** EXERCISE MATERIALS follows **

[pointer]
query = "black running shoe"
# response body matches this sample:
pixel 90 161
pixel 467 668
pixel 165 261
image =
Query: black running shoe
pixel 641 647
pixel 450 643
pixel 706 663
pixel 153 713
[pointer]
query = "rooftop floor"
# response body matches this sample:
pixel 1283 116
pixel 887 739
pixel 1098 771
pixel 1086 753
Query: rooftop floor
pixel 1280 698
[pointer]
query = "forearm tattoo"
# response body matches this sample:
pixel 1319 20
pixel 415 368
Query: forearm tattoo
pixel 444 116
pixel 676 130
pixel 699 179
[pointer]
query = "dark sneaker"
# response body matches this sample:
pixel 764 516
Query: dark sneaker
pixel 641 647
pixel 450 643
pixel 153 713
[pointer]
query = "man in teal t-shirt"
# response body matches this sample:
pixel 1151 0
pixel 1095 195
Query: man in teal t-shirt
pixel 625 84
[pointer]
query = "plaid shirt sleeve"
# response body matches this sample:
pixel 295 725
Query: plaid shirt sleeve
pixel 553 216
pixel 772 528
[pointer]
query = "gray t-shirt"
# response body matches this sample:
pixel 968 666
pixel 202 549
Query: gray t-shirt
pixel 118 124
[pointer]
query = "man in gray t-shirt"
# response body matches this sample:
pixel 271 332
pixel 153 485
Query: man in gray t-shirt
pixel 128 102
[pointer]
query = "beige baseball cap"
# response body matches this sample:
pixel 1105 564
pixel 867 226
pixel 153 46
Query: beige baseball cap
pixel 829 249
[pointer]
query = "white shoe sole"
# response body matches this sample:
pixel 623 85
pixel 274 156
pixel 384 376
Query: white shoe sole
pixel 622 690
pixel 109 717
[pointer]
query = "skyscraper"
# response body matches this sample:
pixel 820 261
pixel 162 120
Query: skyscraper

** End of EXERCISE MATERIALS **

If a line in the data above includes the string "skyscraper", copy it.

query = "skyscraper"
Query: skyscraper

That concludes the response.